Records to use Block Start
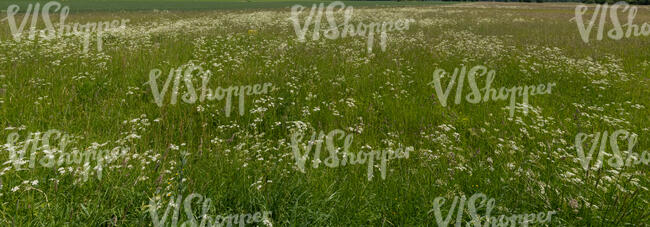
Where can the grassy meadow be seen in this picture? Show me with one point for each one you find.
(244, 163)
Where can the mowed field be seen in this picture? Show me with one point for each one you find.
(203, 5)
(386, 99)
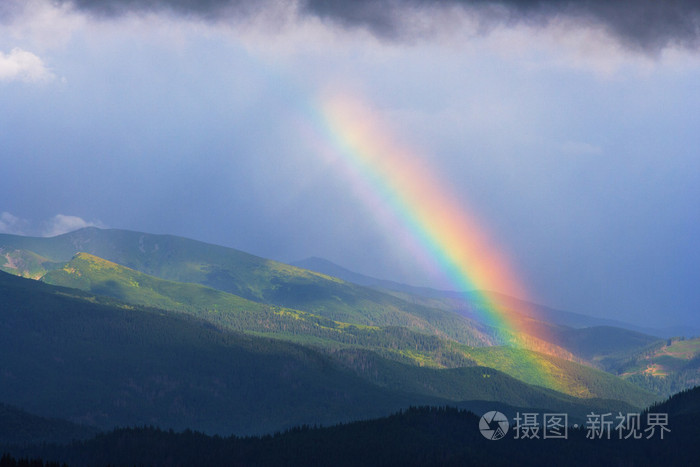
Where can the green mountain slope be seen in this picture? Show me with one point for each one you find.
(265, 281)
(400, 344)
(420, 436)
(93, 360)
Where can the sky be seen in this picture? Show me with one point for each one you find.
(567, 131)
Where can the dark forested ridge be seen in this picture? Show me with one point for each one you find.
(420, 436)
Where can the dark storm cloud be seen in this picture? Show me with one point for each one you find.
(639, 24)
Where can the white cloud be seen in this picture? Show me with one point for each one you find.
(12, 224)
(20, 65)
(60, 224)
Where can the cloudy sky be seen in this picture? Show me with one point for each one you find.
(569, 131)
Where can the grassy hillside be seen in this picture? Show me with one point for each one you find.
(93, 360)
(339, 339)
(73, 356)
(251, 277)
(665, 367)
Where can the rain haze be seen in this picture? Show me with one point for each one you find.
(569, 131)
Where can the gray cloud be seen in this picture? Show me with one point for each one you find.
(647, 25)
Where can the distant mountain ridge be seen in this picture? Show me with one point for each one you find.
(93, 360)
(549, 314)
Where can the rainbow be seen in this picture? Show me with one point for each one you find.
(393, 179)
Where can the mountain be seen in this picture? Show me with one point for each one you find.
(665, 367)
(339, 339)
(97, 361)
(247, 276)
(19, 427)
(419, 436)
(460, 301)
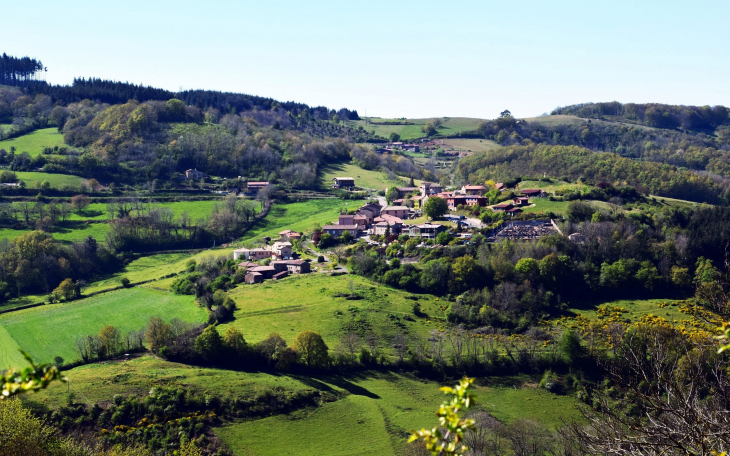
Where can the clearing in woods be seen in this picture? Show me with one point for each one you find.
(34, 142)
(310, 301)
(34, 180)
(51, 330)
(409, 129)
(374, 414)
(363, 178)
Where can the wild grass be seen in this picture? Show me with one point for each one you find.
(308, 301)
(450, 125)
(51, 330)
(33, 179)
(34, 142)
(363, 177)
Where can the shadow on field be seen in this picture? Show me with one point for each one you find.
(337, 381)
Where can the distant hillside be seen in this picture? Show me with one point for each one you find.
(698, 118)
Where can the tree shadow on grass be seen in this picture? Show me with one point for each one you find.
(337, 381)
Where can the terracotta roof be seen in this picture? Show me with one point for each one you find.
(340, 227)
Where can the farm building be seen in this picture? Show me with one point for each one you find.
(473, 190)
(192, 174)
(343, 182)
(289, 235)
(533, 192)
(339, 230)
(426, 230)
(254, 187)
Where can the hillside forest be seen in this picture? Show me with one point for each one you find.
(127, 326)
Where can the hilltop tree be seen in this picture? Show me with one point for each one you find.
(311, 348)
(79, 202)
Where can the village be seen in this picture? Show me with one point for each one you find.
(277, 259)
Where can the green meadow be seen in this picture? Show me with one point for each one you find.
(308, 301)
(34, 142)
(363, 177)
(450, 126)
(374, 414)
(33, 179)
(51, 330)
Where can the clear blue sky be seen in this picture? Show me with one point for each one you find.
(391, 58)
Records to use Block End
=== What the exercise asks ===
Output the material above word for word. Leave out its images.

=== Solved problem ===
Where can the grassy meadow be seen in this picture? Show me with one point for each one you find.
(244, 163)
Where can the mowed field be seen in this picture? Show me with one point for each one you find.
(203, 5)
(386, 99)
Where can the green mountain slope be seen in this picture? Show me with one point for each one you find.
(265, 281)
(400, 344)
(420, 436)
(93, 360)
Where can the sky be seen in this picture? Show me with one point for each one you find.
(567, 131)
Where can the dark forested ridge be seen in this picture? Show me with one point for each one you find.
(420, 436)
Where can the dark storm cloud be seen in this picture? Show me with one point for each one you find.
(639, 24)
Where can the white cloud be seen in this picture? Show me with one point for each one you find.
(12, 224)
(20, 65)
(60, 224)
Where can the cloudy sky be seen in this picture? Show me with one point for each one you find.
(569, 131)
Where can the grassy hillside be seen in this picture? Show me with one point for each one you find.
(93, 360)
(339, 339)
(73, 356)
(251, 277)
(665, 367)
Where can the rain haze be seen in this picture? Show me with one point for each one you find.
(569, 131)
Where can the gray cloud be seen in this picture? Show me with one point for each one you find.
(647, 25)
Where can the distant mountain ridge be seen in this picture? Show me with one point for each one you find.
(93, 360)
(549, 314)
Where can the rainbow be seen in this picture? Show me with one point for each one you find.
(393, 179)
Where can the mountain be seen in this picture? Show me with one point for each one you find.
(665, 367)
(339, 339)
(97, 361)
(247, 276)
(19, 427)
(419, 436)
(460, 301)
Where can the clearing in woods be seen in this picture? Show me with one point for each one you find.
(34, 142)
(310, 301)
(34, 180)
(51, 330)
(409, 129)
(374, 414)
(363, 178)
Where can the wild grass be seen in this picture? Show me with one point for each one you find.
(308, 301)
(450, 125)
(51, 330)
(33, 179)
(34, 142)
(363, 177)
Where can the shadow on field be seen in this picture? Show me with one point for each one you find.
(337, 381)
Where can the distant hillside be seen in this picture? Show me with one point for each one you find.
(698, 118)
Where can the tree shadow on grass be seen in this picture? Show me with one point for each one you find.
(337, 381)
Where can the terracotta roof be seen in this picture? Show me with one point for each one you find.
(340, 227)
Where can the farm building be seen in this picture? Show me with one point for each one you find.
(473, 190)
(192, 174)
(343, 182)
(289, 235)
(533, 192)
(339, 230)
(426, 230)
(254, 187)
Where can the hillside forest be seen in this picture? Show me with one point for each one you find.
(127, 326)
Where can the hilltop tree be seen in this picture? Show me with one point for each one you find.
(311, 348)
(79, 202)
Where can the village be seen in this picture? Show me with one point for each one you find.
(277, 259)
Where can the green meadow be seen in this picture? Show me with one point for each one you find.
(308, 301)
(34, 142)
(363, 177)
(450, 126)
(374, 414)
(33, 179)
(51, 330)
Where can the clear blue sky be seen in this picture? Show me with one point for each one you find.
(391, 58)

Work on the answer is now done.